It is well known that when the Constitution was formed in 1789, the ordinance of the old confederation of July 13, 1787, was in full force and effect, in relation to the north-western territory. This territory now constitutes the States of Ohio, Indiana, Illinois and Michigan.

It is equally well known, that this ordinance provided, that not less than three, nor more than five States, should be formed in certain proportions out of this territory, and ultimately be admitted into the old confederation.

This obligation to admit these new States" when they arrived at maturity, devolved, of course, on the Union, under the Constitution; and this provision of the Constitution, became necessary to carry this obligation into effect.

Here, then, are legal and constitutional provisions by which "five new States" and "four of those then existing" might have required this express power to admit new States, to have brought them within the fold, and given them their clear legal inheritance-an admission into the Union.

This number of "new States" equal to those authorized by the Constitution, to establish the constitutional Union, to say nothing of those "new States" that might, under the constitutional provision, be formed with the con sent of Congress and the States, and of the original States and the territories, is sufficient to show the necessity of such a power, and the propriety of its application, and of its application alone, to the territory within the then existing Union.

The power then relied upon, to expand the Union to an indefinite extent, will only show, when rightly applied, the provident care of those who drafted that instrument, to provide for the performance, within the then existing Union, of all existing duties.

There is another express power in the Constitution, which the Committee are of opinion is in direct conflict with the power now claimed to admit a foreign State into the Union, in whatever manner such power may be applied.

The Constitution, Art. 1, Sec. 8, provides "that Congress

shall have power to establish an uniform rule of naturalization throughout the United States."

This constitutional power, Congress has undertaken to carry into effect, by establishing an uniform rule for that purpose throughout the Union.

It is now proposed by a mere act of legislation to bring Texas into the Union as a State, with all the rights of a State, and its citizens-foreigners of course-with all the rights of citizens in all the States. Congress are authorized "to establish the rule-not to apply it. Would not, then, a legislative or a treaty admission of Texas, destroy all pretence of uniformity in the rule?

But not to dwell longer on the particular clauses of the Constitution, the Committee are constrained to believe, and to declare that belief, that the Constitution of the United States, as originally formed and adopted, gave no power to any or all the departments of the national government, to admit a foreign State, or foreign territory, into our constitutional Union.

**DATA RECORDS**
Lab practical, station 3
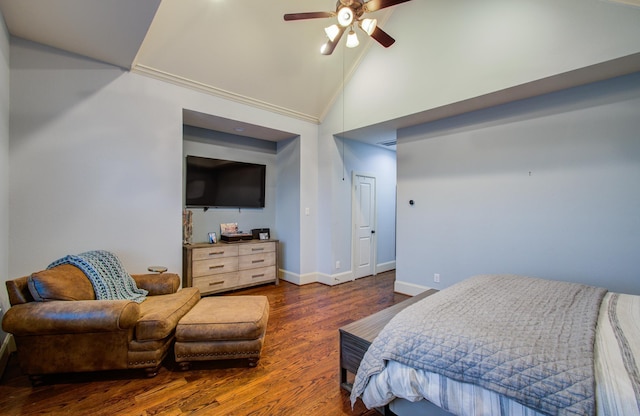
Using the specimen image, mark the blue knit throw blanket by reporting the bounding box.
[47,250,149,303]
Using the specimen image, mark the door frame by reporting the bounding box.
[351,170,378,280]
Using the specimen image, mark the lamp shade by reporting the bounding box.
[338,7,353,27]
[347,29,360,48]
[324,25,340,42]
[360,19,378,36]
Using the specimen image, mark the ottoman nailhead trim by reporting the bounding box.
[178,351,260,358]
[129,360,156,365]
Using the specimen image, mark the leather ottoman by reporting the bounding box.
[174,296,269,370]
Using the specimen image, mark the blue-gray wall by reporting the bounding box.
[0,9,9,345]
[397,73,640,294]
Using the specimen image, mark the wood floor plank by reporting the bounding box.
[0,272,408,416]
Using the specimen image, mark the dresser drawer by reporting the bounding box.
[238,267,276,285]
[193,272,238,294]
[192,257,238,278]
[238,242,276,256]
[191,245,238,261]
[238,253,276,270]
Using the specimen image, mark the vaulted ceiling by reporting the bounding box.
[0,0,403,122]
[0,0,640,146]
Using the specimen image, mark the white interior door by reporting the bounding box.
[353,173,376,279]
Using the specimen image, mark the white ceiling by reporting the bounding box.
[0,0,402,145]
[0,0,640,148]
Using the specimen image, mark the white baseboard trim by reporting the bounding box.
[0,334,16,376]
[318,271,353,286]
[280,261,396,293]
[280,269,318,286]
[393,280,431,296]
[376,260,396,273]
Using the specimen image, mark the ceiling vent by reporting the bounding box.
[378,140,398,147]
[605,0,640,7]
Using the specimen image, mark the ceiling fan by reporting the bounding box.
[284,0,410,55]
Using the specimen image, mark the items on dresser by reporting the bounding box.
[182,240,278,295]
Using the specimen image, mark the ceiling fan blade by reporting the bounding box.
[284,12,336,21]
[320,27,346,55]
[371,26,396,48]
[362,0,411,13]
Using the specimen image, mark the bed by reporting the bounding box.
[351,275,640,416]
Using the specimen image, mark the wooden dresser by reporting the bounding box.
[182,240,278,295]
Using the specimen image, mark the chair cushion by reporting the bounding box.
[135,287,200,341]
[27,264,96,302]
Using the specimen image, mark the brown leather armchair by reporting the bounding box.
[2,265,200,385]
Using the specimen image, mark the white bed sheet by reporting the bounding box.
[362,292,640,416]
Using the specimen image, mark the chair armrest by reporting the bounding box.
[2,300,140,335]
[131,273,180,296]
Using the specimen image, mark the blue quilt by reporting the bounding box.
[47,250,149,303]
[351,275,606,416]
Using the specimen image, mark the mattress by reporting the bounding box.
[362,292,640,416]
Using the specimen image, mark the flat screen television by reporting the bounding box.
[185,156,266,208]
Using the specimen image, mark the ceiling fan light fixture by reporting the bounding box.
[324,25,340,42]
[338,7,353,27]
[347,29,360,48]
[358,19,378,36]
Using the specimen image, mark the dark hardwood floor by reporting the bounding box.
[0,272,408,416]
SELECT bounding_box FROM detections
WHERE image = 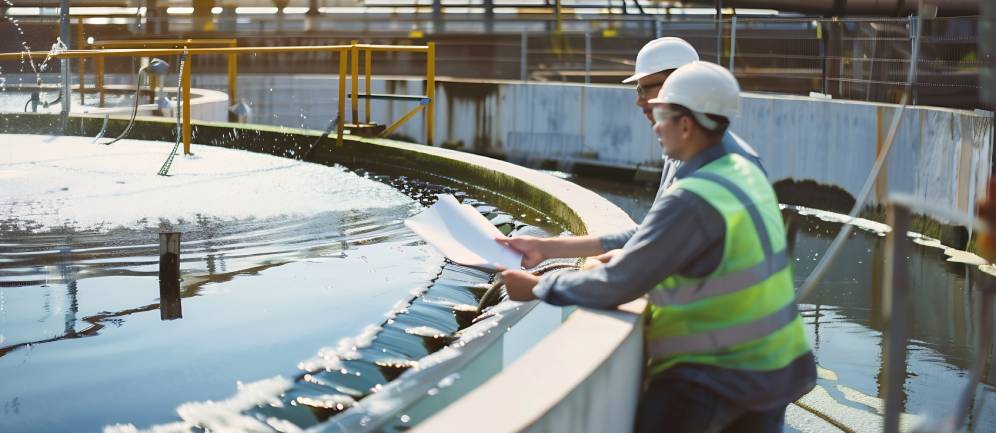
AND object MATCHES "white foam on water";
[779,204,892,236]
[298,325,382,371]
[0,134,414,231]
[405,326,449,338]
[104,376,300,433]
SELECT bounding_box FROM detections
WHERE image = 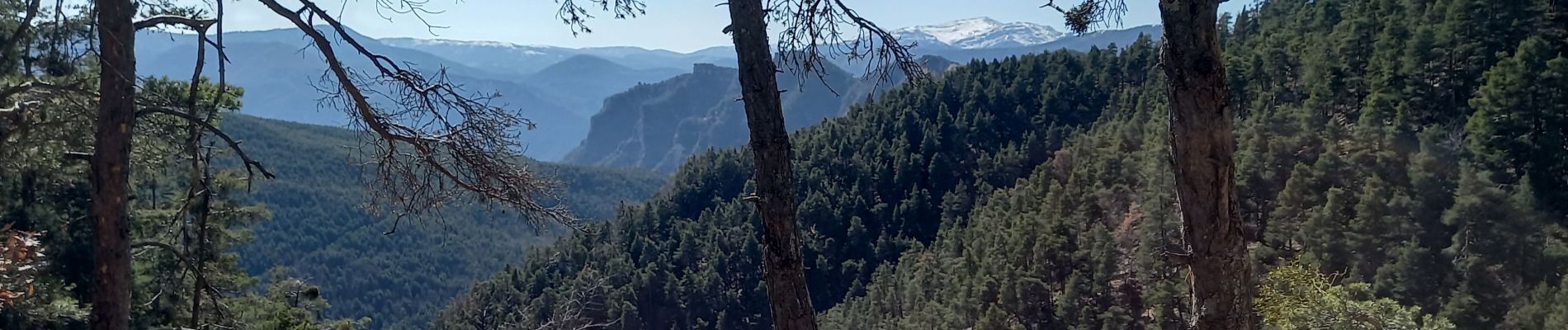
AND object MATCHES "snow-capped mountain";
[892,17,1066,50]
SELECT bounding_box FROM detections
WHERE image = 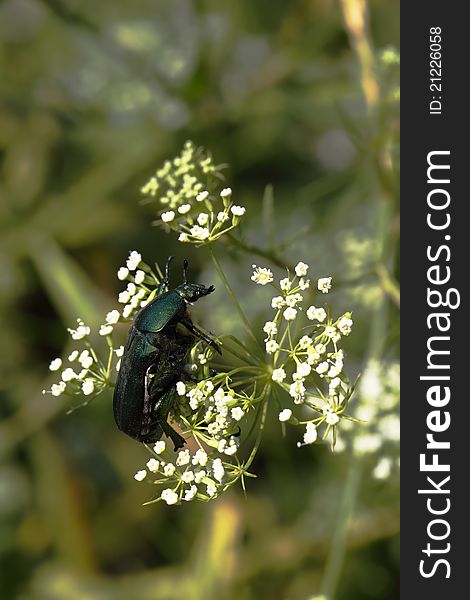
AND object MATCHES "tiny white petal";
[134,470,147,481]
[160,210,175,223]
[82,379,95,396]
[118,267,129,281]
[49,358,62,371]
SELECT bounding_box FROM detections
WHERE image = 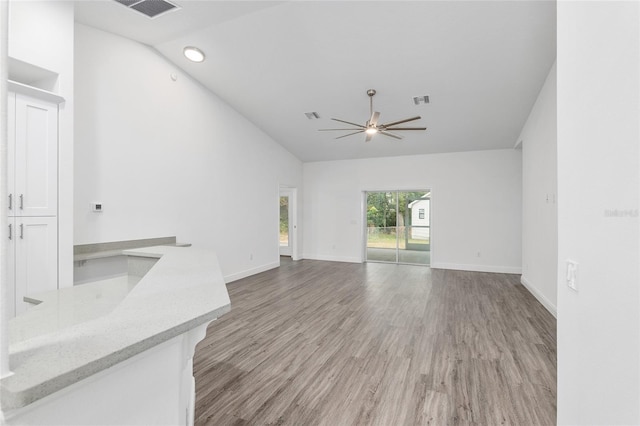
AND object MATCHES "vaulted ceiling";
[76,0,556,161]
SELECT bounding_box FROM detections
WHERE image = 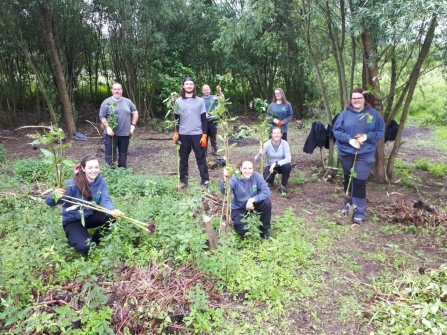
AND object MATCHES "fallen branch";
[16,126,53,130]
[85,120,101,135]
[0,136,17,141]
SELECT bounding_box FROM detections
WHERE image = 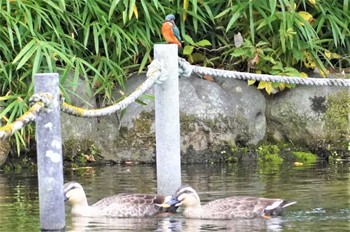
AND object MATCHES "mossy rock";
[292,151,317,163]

**STATED TASK**
Extend the committee's argument against admitting Texas into the Union, beginning right after its final sentence about the Constitution granting no power to admit a foreign State or territory.

**RESULT OF THE EXERCISE**
But it is said, whatever may be the language of the Constitution, or whatever the people who adopted it may have intended in regard to the admission of "new States," the practical construction has become fully settled and established, by the admission of Louisiana, and the full recognition of that act, for more than forty years, by the people.

The basis on which this position rests, demands grave consideration. It abandons, of course, all express and original power in the Constitution to admit, and places the right of admission of new States, solely on the long-continued acquiescence of the people.

This subjects those who maintain this right on the precedent of Louisiana, and that alone, to the charge of having added to the Constitution, by mere assumption, a power that could only have been rightfully added by an amendment of that instrument. If the power is claimed by the acquiescence of the people merely, it must begin and end in the precedent itself. Mere submission to a palpable assumption of power without right, can never prove more than that those who submit, believe the

evils of resistance would more than counterbalance the evils of submission, to the assumed power.

But such submission to power, merely assumed, can never be drawn into precedent, or extended by construction. It may, like the judgment of a court in a particular case, not founded on, but in opposition to the law of the land, sustain itself until reversed. But it sustains itself in solitary singleness and sadness, without imparting to the Constitution, or those who administer it, any right whatever to apply it as a precedent to any other case.

The acquiescence of the people may sanction, for the time. being, the very act to which it applies, but can never be applied to a new case, or to sanction additional infractions of the original instrument.

The assumption of the power to admit Louisiana, can never authorize the admission of Texas. It has no resemblance to an original power in the Constitution. That may, of course, apply to all new cases which arise within the same principle; but acquiescence merely tolerates the very act to which it applies, and while it applies, and that alone.

The case of Louisiana, the Committee believe, is of this class. Its great features are easily stated and understood.

In 1803, under the presidency of Mr. Jefferson, a treaty was concluded with France, by which the United States obtained a cession of the entire claim of France to the territory known as Louisiana. This treaty thus negotiated, was ratified by the Senate of the United States, and Louisiana, admitted as a territory by the treaty, and formed into a territorial government, has since been considered as forming a part of the United States. The States of Louisiana, Missouri and Arkansas, have already been admitted into the Union, as States formed out of the territory thus acquired.

This is the precedent, does it authorize and justify the admission of Texas, as a foreign and independent State?

The admission of Texas by legislation, would violate this precedent in all material respects.

If admitted by the treaty-making power, the resemblance

would be nearer, but the act of admission would be still radically and essentially different.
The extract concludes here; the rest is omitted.